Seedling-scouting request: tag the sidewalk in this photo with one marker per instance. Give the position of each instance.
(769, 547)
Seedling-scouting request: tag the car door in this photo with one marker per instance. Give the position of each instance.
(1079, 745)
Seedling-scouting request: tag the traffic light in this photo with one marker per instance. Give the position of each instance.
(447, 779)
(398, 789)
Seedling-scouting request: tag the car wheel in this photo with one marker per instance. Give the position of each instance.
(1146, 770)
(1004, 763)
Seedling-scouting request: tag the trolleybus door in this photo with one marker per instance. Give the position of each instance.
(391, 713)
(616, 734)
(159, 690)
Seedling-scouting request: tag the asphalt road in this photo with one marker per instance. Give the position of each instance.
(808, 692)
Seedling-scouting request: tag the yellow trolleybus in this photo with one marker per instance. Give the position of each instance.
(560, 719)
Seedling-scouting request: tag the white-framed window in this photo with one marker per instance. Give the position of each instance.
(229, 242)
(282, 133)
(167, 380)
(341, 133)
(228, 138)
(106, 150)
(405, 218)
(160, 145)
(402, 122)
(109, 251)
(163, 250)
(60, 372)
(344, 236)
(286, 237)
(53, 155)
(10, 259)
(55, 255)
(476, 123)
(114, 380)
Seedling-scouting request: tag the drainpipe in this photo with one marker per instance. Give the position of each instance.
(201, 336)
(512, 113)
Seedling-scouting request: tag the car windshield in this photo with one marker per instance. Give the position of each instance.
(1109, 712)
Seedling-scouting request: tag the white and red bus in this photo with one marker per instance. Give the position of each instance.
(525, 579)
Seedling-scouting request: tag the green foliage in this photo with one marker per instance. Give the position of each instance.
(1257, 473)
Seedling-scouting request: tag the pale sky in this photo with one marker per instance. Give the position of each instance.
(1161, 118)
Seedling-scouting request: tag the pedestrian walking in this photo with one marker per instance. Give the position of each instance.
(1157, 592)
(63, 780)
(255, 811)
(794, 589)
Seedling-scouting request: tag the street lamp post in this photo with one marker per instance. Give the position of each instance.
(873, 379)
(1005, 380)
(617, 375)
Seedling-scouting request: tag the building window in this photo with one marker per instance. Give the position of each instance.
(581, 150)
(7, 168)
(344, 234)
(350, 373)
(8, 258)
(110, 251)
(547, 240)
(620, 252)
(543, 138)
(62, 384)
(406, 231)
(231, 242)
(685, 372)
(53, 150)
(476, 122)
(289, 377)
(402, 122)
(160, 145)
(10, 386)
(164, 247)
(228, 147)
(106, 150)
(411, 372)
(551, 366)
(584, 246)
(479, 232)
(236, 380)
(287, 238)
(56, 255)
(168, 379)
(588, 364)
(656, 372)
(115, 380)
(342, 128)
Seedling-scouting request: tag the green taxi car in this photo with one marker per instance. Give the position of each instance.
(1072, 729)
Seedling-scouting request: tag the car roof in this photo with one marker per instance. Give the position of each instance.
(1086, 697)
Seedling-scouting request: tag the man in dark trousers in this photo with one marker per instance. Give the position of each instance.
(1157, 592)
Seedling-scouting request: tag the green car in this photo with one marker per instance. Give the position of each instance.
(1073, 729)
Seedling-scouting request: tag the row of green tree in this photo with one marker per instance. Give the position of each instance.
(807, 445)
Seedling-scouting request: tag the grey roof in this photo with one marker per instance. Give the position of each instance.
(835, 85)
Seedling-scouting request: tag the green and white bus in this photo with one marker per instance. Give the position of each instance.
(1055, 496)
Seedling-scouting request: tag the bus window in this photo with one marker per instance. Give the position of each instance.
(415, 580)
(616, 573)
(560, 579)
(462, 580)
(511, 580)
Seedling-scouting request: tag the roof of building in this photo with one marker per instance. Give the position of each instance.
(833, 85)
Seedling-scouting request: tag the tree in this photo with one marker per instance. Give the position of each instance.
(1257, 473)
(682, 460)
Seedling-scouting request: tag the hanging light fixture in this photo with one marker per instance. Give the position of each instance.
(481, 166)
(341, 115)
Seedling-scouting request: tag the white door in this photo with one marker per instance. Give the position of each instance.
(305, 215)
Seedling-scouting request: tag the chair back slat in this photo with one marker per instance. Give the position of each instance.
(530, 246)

+--

[Task brief]
All of the records above are to be returned exactly as they stand.

[Output below]
Seedling-scouting request: tag the sidewalk in this photo with one marker per instance. Give the position of each instance.
(769, 547)
Seedling-scouting request: tag the car door in this photo with one marker per instance. Give the position of each instance.
(1079, 745)
Seedling-scouting request: tag the traffic light in this photo with one marker per instance. Give the position of each instance.
(447, 779)
(398, 789)
Seedling-scouting request: tag the car wheel in this photo with one marker per instance. Give the position of each instance.
(1146, 770)
(1004, 763)
Seedling-scouting request: tag the trolleybus door in this photo with one marker per instance. Give the position of each instance.
(391, 713)
(616, 734)
(159, 690)
Seedling-scouting request: tag the asphalt road in this photo with one marker per instance. Give the position of each instance.
(808, 692)
Seedling-scouting request: tag the yellow trolleybus in this photo with one marker per instance. Give the position of each instance.
(560, 719)
Seedling-scouting request: tag the white-framed window in this photo with one marker per instance. Give the position of each instance.
(229, 242)
(282, 133)
(167, 380)
(341, 133)
(228, 138)
(106, 150)
(405, 218)
(160, 145)
(402, 122)
(109, 251)
(163, 250)
(60, 372)
(344, 236)
(286, 237)
(53, 155)
(10, 259)
(55, 255)
(476, 123)
(114, 380)
Seedling-scouting request: tag the drainpipe in this photo with one marker per instance. Give the position of each instance.
(201, 336)
(512, 113)
Seedling-scouting request: tag the car windshield in this photo with one marker per instance. Give the position of each instance.
(1109, 712)
Seedling-scouting request: tag the white and red bus in this photo with one marker per instance. Give the position of each instance.
(525, 579)
Seedling-scouting request: tag the green foliage in this photo with one marker per instance. Give the position of each instance.
(1257, 473)
Seedling-scouting request: tag the pale sky in this photo with one marker per instance. Give the position of each instance.
(1161, 118)
Seedling-scouting request: tag the pedestrian walking in this photo with one marker per instance. Give the position of each instance.
(1157, 592)
(63, 780)
(255, 811)
(794, 589)
Seedling-scouting request: tag the street lamp post in this photo with one marker per instance. Give the position of each instance.
(873, 379)
(1005, 380)
(617, 375)
Seedling-scouting request: tag the building window in this photo with one marker per instance. Give the position of each instance.
(581, 150)
(7, 168)
(344, 234)
(350, 373)
(8, 258)
(110, 251)
(547, 240)
(620, 252)
(543, 138)
(62, 384)
(406, 231)
(231, 242)
(685, 372)
(53, 150)
(476, 122)
(289, 377)
(402, 122)
(160, 145)
(10, 386)
(164, 247)
(228, 147)
(106, 150)
(411, 372)
(551, 366)
(584, 246)
(479, 232)
(236, 380)
(287, 238)
(56, 255)
(168, 379)
(588, 364)
(656, 372)
(115, 380)
(342, 128)
Seedling-scouting request: tag the green taxi car in this photo with one marker per instance. Give the position of each instance.
(1072, 729)
Seedling-scouting request: tag the car roof in this photo with one marker per instance. Give the position of each instance.
(1086, 697)
Seedling-scouting request: tag the man in dark trousers in this photo with one marker per instance. Give the position of each instance.
(1157, 592)
Seedling-scouting request: tag the green car in this photo with one marker per instance. Give the position of each instance.
(1073, 729)
Seedling-scouting request: tag the row of green tree in this photo with one marker per instance. Give the position of each instance.
(807, 445)
Seedling-scouting request: tag the grey roof in this photo with one marker per instance. Give the position of each instance.
(835, 85)
Seedling-scouting request: tag the green and white bus in this photo with one marker per instance. Give the position of each instance.
(1055, 496)
Seedling-scouting request: tag the bus window in this photo with one marker per instance. Give the position of each instance.
(415, 580)
(616, 573)
(560, 579)
(462, 580)
(511, 580)
Seedling-scouting request: tag the roof of building in this photo with one marker per instance. Give the position of each instance.
(833, 85)
Seedling-scouting request: tag the tree in this photo with one marker per instance. Give the position of each instance.
(1257, 473)
(682, 460)
Seedling-scouting request: tag the hanging light fixture in this photo with one marker per instance. Give the position of each instance.
(481, 166)
(341, 115)
Seedling-scouting request: tag the white door in this photo with one marker per instance. Give the position of each instance.
(305, 215)
Seedling-scouting request: tag the chair back slat in this photo with one marker per instance. Give the position of each instance.
(530, 246)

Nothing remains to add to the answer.